---- Extracted entries

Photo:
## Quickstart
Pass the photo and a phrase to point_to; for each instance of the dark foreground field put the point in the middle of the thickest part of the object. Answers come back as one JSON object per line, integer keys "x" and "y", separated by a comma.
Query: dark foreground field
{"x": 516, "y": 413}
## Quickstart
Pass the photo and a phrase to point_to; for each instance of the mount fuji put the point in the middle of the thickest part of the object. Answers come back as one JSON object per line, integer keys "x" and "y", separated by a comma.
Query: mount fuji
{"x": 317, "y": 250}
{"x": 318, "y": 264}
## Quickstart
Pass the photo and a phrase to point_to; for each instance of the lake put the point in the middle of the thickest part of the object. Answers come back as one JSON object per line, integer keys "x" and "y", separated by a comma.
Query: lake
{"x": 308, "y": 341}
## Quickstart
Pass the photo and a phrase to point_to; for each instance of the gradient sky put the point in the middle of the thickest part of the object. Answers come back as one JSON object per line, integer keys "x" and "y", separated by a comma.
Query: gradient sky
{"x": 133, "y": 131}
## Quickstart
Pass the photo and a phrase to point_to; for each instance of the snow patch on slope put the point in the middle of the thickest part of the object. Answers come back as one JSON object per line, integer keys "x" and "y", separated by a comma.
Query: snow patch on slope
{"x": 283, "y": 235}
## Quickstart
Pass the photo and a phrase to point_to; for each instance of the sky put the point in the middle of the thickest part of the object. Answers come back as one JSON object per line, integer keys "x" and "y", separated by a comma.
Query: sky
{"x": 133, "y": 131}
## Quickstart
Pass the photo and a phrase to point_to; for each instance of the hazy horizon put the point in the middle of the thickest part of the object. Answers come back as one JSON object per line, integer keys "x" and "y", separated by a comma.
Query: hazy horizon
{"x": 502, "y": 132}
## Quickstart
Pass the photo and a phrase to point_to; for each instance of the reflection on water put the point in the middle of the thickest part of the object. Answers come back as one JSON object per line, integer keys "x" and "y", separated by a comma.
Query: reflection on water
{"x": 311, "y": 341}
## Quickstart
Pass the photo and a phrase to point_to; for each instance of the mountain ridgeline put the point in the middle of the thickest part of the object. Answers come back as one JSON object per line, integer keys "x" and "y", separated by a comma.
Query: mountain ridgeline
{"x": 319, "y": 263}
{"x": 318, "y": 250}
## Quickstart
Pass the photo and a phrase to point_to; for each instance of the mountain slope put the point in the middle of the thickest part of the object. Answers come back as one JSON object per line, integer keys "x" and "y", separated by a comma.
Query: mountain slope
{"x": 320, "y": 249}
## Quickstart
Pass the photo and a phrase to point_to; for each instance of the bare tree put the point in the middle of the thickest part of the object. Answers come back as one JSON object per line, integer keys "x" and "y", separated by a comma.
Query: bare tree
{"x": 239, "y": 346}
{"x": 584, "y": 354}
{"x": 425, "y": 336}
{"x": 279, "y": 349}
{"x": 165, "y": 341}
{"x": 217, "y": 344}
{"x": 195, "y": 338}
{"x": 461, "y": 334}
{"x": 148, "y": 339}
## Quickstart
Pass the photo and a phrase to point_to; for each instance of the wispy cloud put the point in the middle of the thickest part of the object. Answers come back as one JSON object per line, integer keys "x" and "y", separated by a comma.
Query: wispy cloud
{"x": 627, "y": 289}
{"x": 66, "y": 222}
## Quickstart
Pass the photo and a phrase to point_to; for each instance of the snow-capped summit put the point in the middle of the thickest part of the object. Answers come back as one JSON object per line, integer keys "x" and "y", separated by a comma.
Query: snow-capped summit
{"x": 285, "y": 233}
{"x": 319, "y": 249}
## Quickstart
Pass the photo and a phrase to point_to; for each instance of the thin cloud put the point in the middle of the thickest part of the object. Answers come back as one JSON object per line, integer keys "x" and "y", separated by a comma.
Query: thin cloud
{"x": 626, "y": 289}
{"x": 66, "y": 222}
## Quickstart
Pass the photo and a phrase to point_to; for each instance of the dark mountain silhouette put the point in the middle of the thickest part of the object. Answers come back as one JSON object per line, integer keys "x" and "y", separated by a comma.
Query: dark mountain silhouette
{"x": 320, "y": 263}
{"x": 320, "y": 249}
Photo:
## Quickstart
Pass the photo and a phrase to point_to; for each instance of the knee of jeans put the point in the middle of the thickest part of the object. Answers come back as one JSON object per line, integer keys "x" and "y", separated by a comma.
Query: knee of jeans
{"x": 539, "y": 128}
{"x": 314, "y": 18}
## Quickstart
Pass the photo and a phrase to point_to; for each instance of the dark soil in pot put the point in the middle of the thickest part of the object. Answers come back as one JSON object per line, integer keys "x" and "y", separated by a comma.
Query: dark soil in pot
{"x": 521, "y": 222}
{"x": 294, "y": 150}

--------

» Request: Every record above must be duplicated exactly.

» Full solution:
Photo:
## Quickstart
Pass the photo and a phrase to point_to; for each instance of the dark foreground field put the point in the middle of the thickest part of the object. Answers come back as one JSON object per line, integer keys "x" and "y", separated by a comma.
Query: dark foreground field
{"x": 516, "y": 413}
## Quickstart
Pass the photo and a phrase to point_to; for each instance of the mount fuji put the point in the middle of the thickest part of the object. Answers come back as one JSON object per line, integer keys "x" and "y", separated by a comma.
Query: mount fuji
{"x": 317, "y": 250}
{"x": 318, "y": 264}
## Quickstart
Pass the photo and a phrase to point_to; for each instance of the lake put the point in the middle of the thickest part of the object. Answers come back as one JSON object per line, integer keys "x" and "y", separated by a comma.
Query: lake
{"x": 308, "y": 341}
## Quickstart
Pass the photo and a phrase to point_to; for each instance of the gradient sky put the point in the middle of the thickest part of the object. Answers come back as one JSON object per line, integer keys "x" and "y", separated by a comma.
Query: gradient sky
{"x": 133, "y": 131}
## Quickstart
Pass the photo and a phrase to point_to; for each instance of the snow patch on slope put the point in the middle of the thickest part of the object. Answers come back as one JSON object per line, integer keys "x" and "y", separated by a comma.
Query: snow patch on slope
{"x": 283, "y": 235}
## Quickstart
Pass the photo and a phrase to point_to; for each instance of the sky put the point in the middle of the thickest part of the object. Answers come back as one JSON object per line, integer keys "x" and "y", separated by a comma.
Query: sky
{"x": 133, "y": 131}
## Quickstart
Pass the photo and a phrase to point_to; for each instance of the hazy horizon put the point in the middle of the thickest part of the object. Answers come back as one JSON object per line, integer keys "x" and "y", separated by a comma.
Query: hazy horizon
{"x": 502, "y": 132}
## Quickstart
Pass the photo and a phrase to point_to; for each instance of the reflection on water put the point in the middle of the thickest part of the object. Answers come back as one JSON object per line, integer keys "x" and "y", separated by a comma.
Query: reflection on water
{"x": 311, "y": 341}
## Quickstart
Pass the photo and a phrase to point_to; for each instance of the mountain ridgeline put the point in the middle of the thickest part of the object. Answers come back as one JSON object per line, integer keys "x" and "y", separated by a comma.
Query: mountain ridgeline
{"x": 319, "y": 263}
{"x": 318, "y": 250}
## Quickstart
Pass the photo and a phrase to point_to; for each instance of the mountain slope put the point in the middle of the thickest part of the object. Answers come back as one JSON object per line, integer keys "x" and "y", separated by a comma.
Query: mountain slope
{"x": 320, "y": 249}
## Quickstart
Pass the photo and a phrase to point_to; for each instance of the bare tree put the point in the middle of the thickest part of the object. Answers come back as one JSON object per line, integer keys "x" and "y", separated by a comma.
Query: bare tree
{"x": 239, "y": 346}
{"x": 584, "y": 354}
{"x": 425, "y": 336}
{"x": 279, "y": 349}
{"x": 165, "y": 341}
{"x": 217, "y": 344}
{"x": 195, "y": 338}
{"x": 461, "y": 334}
{"x": 148, "y": 339}
## Quickstart
Pass the photo and a phrase to point_to; for each instance of the wispy cloud put the point in the middle of the thickest part of the object. Answers come back as one JSON object per line, integer keys "x" and "y", separated by a comma.
Query: wispy cloud
{"x": 627, "y": 289}
{"x": 66, "y": 222}
## Quickstart
Pass the photo and a phrase to point_to; for each instance of the snow-capped summit put the point in the middle of the thickest part of the object. Answers come back as one JSON object per line, integer keys "x" and "y", separated by a comma.
Query: snow-capped summit
{"x": 285, "y": 233}
{"x": 319, "y": 249}
## Quickstart
Pass the photo and a phrase to point_to; for each instance of the thin cloud put the point in the middle of the thickest part of the object. Answers come back as one JSON object per line, integer keys "x" and "y", separated by a comma.
Query: thin cloud
{"x": 626, "y": 289}
{"x": 66, "y": 222}
## Quickstart
Pass the photo and a phrase to point_to; for each instance of the dark mountain silhouette put the point in the middle of the thickest part of the object. Answers come back as one JSON object per line, integer keys "x" and "y", separated by a comma.
Query: dark mountain silhouette
{"x": 320, "y": 263}
{"x": 320, "y": 249}
Photo:
## Quickstart
Pass the photo and a phrase to point_to; for each instance of the knee of jeans put the point in the middle of the thickest part of the object. Answers come back as one JSON object per line, integer keys "x" and "y", separated by a comma.
Query: knee of jeans
{"x": 539, "y": 128}
{"x": 314, "y": 18}
## Quickstart
Pass the photo and a phrase to point_to; for each instance of the dark soil in pot put the point in the middle of the thickest part of the object. Answers come back as one JSON object per line, integer keys "x" and "y", separated by a comma.
Query: dark soil in pot
{"x": 521, "y": 222}
{"x": 294, "y": 150}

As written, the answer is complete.